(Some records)

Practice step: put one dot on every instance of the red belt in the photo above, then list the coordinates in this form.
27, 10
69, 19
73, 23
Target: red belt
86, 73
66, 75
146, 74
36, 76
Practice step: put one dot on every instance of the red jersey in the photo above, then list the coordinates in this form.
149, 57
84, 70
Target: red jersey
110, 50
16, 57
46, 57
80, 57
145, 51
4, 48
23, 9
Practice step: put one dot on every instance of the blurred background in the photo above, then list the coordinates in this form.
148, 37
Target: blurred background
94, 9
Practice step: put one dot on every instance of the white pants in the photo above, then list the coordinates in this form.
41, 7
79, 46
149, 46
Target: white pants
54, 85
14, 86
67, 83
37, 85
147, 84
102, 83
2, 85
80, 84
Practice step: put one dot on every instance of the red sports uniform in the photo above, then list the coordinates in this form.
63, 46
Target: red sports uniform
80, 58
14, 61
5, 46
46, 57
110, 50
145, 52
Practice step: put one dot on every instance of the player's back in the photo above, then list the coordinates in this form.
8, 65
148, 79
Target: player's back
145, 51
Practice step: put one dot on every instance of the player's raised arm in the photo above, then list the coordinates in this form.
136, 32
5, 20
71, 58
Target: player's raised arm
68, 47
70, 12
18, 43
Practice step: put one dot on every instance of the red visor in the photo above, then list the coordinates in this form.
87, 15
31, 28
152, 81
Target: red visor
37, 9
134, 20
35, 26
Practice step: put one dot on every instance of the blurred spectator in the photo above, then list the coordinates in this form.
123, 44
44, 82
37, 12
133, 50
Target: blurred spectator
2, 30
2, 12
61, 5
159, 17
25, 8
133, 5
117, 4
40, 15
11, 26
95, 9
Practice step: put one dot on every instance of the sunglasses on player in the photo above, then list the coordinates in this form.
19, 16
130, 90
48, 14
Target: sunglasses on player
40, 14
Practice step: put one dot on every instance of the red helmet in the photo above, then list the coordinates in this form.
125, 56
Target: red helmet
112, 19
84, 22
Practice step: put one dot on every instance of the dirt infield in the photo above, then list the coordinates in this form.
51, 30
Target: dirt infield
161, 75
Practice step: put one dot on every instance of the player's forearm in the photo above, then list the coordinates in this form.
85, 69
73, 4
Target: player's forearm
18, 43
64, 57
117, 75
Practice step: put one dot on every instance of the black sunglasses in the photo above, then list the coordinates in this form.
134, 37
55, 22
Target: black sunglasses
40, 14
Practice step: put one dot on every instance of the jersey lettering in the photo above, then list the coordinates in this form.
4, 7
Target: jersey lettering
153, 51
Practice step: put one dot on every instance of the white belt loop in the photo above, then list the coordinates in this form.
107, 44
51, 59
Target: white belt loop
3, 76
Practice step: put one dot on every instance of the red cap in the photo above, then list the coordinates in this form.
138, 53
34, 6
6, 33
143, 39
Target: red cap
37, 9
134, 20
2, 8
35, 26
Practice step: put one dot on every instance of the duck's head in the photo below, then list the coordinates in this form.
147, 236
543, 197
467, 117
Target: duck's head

## Brief
Copy out the data shown above without altering anything.

## Answer
Practice step: put one dot on every instance of the red belt in the photo above, then list the coordinates in this form.
27, 10
69, 19
73, 23
Target: red belt
86, 73
66, 75
146, 74
36, 76
Practice step: put one dot on every instance of the red jersey in the photo above, then list the coordinates in this form.
149, 57
84, 70
Target: red jersey
110, 50
16, 57
46, 57
80, 57
145, 51
4, 48
23, 9
Practice step: put one dot on every instance of the blurred background in the photo above, then list the coordinates in this form.
148, 37
Target: blurred background
94, 9
Practice step: put one dot on every instance of the white pants in the photo above, then list the coordinates in this form.
41, 7
79, 46
149, 46
Target: white pants
54, 85
14, 86
67, 83
37, 85
147, 84
102, 83
2, 85
80, 84
Practice step: put one dot on every instance of the red sports uniform in the photo above, then list the coordinates in this form.
63, 46
Target: red sports uniform
80, 58
14, 61
5, 46
46, 57
110, 50
145, 52
Practice step: put one dot on every instance of the player's back in the photo above, then list the coordinates in this form.
8, 65
148, 79
Target: player's back
145, 51
Practice step: put one dot on every instance of the player's raised arm in the photo above, then list the coordinates in this form.
136, 32
5, 20
71, 58
Target: player's raised arm
68, 47
70, 12
18, 43
Practice step: put one dot on every instance of the red visor in the photo above, then list the coordinates in this form.
87, 15
31, 28
152, 81
Target: red visor
37, 9
134, 20
35, 26
Practice step: put one dot on every instance of the blurred spectator in the photo above, then list the coordinates in this form.
123, 44
44, 82
37, 12
133, 50
Target: blurred spectator
2, 30
2, 12
61, 5
159, 17
25, 8
133, 5
117, 4
40, 15
11, 26
95, 9
Practice step: put one dot on every instance of the sunglasses on player in the photo above, then list the coordinates in this form.
19, 16
130, 90
48, 14
Target: sunglasses on player
40, 14
Practice step: put one dot on every instance of the red helmet in the photo above, then list the coordinates in this form.
125, 56
Target: red helmet
112, 19
84, 22
Practice step: put one dot on every instance of the dirt infield in the photo above, then list the coordinates in this form.
51, 30
Target: dirt infield
161, 75
Practice step: put one dot on every instance of the player's forearm in the photo above, then list the coordinates in this form.
85, 69
73, 4
Target: player's forearm
18, 43
64, 57
117, 75
Practice step: put one dot on every instance of the black sunglasses in the photo above, then list the coordinates in this form.
134, 37
55, 22
Target: black sunglasses
40, 14
Practice step: put one dot on every instance of the jersey lettering in the photo above, then list the coordinates in this form.
4, 7
Target: jersey lettering
153, 51
Practice step: put one dot on every instance of the white belt loop in the photo above, then list the coordinates in this form.
107, 44
51, 59
Target: white belt loop
3, 76
Practice step: put one dot on every instance of the red cap in the photo above, then list the coordinates in this form.
138, 53
34, 6
6, 33
143, 39
Target: red cap
37, 9
134, 20
2, 8
35, 26
Practice step: put one dot on every instance of the duck's head in the photo below, then list the coordinates in this form.
147, 236
543, 197
467, 117
Target: duck's head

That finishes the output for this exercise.